Please echo back, word for word, the lines below, starting at the one that contains "like x=405, y=26." and ending at the one that contains "x=476, y=139".

◆ **Data provided**:
#####
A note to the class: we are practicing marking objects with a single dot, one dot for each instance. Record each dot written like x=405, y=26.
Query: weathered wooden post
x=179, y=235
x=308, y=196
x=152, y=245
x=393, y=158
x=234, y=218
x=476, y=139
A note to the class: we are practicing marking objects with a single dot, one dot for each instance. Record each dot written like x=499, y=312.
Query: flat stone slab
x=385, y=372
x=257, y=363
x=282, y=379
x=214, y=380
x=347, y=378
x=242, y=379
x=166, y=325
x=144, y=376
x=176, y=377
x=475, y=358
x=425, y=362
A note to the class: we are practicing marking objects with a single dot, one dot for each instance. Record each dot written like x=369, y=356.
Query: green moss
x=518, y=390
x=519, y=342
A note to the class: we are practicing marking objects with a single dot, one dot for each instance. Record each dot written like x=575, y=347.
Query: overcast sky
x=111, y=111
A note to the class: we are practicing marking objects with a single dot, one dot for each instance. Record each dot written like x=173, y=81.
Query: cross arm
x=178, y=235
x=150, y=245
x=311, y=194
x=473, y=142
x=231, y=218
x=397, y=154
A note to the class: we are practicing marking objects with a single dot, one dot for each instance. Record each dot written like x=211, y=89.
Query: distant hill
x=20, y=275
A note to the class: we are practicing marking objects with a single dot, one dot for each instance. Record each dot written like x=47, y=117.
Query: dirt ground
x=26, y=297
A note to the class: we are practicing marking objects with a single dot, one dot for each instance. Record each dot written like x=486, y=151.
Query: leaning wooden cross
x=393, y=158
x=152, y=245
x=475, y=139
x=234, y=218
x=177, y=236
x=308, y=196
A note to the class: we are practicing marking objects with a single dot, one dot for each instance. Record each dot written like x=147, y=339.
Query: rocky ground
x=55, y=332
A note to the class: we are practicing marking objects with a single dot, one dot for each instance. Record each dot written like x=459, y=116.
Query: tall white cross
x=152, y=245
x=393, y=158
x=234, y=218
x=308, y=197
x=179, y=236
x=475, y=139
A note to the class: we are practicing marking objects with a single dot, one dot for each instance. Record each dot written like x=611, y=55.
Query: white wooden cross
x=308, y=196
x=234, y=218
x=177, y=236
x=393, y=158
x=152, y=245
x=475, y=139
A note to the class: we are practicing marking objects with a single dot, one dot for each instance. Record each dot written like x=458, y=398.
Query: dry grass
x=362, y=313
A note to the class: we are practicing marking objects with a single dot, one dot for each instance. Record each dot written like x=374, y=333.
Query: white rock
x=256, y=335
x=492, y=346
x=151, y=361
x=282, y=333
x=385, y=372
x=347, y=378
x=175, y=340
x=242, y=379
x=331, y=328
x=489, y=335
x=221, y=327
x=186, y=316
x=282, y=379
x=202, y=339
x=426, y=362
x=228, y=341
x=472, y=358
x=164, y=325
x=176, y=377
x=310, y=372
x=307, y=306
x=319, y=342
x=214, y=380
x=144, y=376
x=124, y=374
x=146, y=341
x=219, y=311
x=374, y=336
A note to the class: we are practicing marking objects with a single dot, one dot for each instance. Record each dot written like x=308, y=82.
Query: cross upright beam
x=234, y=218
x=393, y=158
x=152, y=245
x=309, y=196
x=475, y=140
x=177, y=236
#####
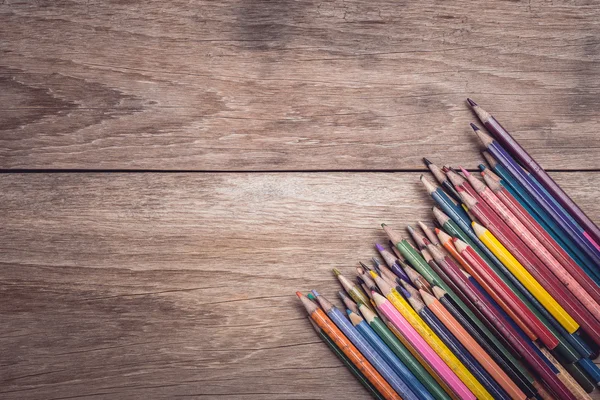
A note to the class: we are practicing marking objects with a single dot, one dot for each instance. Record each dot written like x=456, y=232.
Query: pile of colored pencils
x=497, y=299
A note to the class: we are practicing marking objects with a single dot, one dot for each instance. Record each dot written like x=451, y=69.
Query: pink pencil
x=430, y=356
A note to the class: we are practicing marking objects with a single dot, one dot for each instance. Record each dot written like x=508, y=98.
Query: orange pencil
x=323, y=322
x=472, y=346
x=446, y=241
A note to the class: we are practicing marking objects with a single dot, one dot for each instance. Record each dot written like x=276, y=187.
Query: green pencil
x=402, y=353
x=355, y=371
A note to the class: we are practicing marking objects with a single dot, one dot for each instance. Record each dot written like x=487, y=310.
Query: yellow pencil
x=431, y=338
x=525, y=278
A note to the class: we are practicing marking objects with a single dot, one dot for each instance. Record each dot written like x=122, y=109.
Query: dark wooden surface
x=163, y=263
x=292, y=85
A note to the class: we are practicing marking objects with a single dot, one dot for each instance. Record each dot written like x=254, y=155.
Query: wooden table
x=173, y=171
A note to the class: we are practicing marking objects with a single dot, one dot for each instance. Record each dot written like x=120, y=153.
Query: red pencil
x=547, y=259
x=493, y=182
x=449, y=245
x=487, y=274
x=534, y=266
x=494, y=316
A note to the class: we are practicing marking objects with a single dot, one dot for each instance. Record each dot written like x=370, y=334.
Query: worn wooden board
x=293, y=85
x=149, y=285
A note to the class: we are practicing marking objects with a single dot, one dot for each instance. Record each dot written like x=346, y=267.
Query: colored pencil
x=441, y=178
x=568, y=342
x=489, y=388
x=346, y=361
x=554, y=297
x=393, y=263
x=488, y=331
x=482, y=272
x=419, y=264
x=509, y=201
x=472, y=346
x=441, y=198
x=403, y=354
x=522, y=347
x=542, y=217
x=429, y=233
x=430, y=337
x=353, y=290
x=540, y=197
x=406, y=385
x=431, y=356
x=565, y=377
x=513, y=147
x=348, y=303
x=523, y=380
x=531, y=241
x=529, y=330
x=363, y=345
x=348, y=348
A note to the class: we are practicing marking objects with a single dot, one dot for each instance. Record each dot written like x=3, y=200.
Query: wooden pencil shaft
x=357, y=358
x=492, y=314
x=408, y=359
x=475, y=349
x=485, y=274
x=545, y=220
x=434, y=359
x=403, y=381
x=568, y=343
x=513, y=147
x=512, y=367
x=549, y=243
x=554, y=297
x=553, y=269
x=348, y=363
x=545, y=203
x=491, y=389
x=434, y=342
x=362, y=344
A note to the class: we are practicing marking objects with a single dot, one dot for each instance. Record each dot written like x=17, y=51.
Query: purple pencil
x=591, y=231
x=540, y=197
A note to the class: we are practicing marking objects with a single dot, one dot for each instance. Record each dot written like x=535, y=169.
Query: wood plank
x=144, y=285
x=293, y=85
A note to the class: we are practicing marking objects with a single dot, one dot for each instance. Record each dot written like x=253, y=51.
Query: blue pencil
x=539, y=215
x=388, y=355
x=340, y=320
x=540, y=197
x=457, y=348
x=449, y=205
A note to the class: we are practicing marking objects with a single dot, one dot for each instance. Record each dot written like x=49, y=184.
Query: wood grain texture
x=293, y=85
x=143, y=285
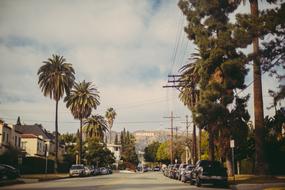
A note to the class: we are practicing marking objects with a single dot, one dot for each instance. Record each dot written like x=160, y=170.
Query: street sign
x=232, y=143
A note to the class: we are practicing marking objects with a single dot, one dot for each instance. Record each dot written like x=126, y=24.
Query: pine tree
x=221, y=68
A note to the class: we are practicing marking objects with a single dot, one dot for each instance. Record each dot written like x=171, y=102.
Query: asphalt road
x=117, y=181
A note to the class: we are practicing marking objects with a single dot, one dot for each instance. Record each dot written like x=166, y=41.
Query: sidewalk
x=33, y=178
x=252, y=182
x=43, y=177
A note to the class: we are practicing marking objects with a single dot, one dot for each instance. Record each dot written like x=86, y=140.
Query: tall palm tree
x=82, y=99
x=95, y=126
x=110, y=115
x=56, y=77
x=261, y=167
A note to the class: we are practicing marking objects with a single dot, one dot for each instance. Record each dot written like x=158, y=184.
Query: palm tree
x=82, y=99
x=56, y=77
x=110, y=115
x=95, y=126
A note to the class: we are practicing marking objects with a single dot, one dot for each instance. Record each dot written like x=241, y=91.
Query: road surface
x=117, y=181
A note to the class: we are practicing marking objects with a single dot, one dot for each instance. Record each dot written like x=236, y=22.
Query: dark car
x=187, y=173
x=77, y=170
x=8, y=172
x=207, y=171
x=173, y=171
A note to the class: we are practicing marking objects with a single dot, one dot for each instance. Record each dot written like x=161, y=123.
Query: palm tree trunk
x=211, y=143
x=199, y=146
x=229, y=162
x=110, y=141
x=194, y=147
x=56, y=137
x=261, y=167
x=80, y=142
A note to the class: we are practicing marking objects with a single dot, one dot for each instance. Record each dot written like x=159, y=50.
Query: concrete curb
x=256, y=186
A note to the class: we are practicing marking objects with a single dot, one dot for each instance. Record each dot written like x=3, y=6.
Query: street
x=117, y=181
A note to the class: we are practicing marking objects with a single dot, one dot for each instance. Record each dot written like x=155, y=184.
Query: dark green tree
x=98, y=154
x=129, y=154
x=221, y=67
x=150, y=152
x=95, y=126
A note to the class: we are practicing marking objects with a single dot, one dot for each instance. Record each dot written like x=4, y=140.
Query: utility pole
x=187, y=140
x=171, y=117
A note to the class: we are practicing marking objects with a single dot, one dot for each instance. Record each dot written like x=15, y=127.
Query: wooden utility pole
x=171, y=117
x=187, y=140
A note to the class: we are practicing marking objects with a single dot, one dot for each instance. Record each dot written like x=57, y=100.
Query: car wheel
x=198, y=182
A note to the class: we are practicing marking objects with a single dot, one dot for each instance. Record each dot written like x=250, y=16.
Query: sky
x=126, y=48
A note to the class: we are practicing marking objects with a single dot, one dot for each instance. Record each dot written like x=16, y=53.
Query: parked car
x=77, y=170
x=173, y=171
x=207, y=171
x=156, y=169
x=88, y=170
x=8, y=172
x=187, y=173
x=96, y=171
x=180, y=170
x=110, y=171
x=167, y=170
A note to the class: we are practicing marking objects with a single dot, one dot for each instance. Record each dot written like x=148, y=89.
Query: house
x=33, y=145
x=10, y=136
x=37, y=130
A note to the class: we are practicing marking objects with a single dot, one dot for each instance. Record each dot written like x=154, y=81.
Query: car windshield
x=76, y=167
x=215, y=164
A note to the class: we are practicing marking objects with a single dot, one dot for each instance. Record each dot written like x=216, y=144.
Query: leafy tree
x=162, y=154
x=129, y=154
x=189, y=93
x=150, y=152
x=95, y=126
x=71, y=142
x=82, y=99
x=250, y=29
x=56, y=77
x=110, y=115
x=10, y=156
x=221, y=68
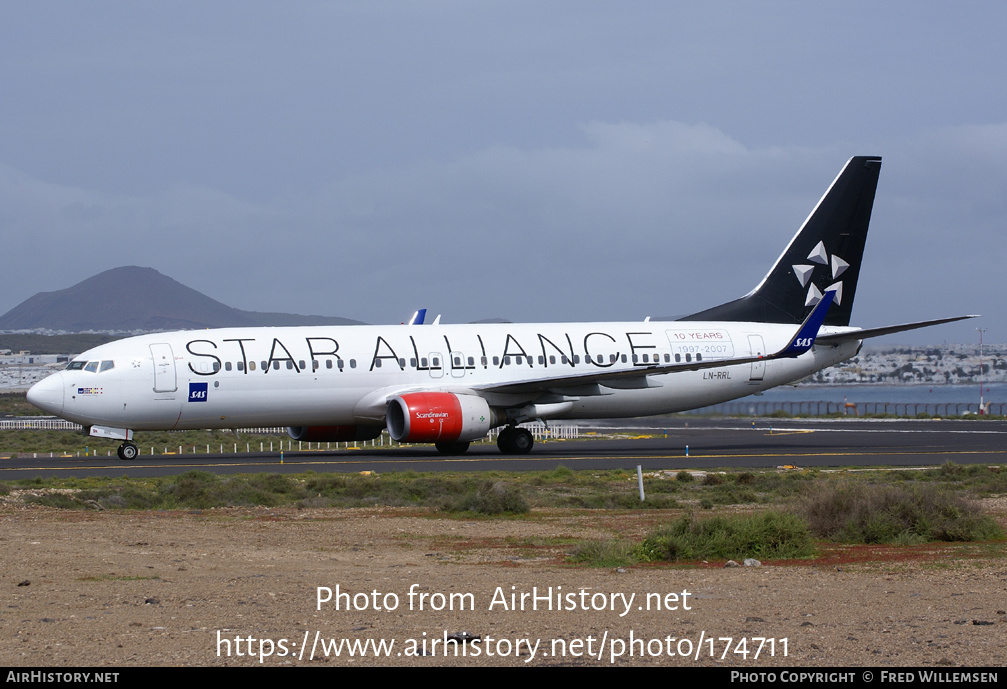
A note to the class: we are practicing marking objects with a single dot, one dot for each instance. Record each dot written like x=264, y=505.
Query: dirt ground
#####
◆ **Solution to this task**:
A note to the class: we are practicing marking objects with a single dot, one dot for each instance. Record each dot written like x=405, y=26.
Query: weathered wooden post
x=179, y=235
x=308, y=196
x=152, y=245
x=393, y=158
x=234, y=218
x=476, y=139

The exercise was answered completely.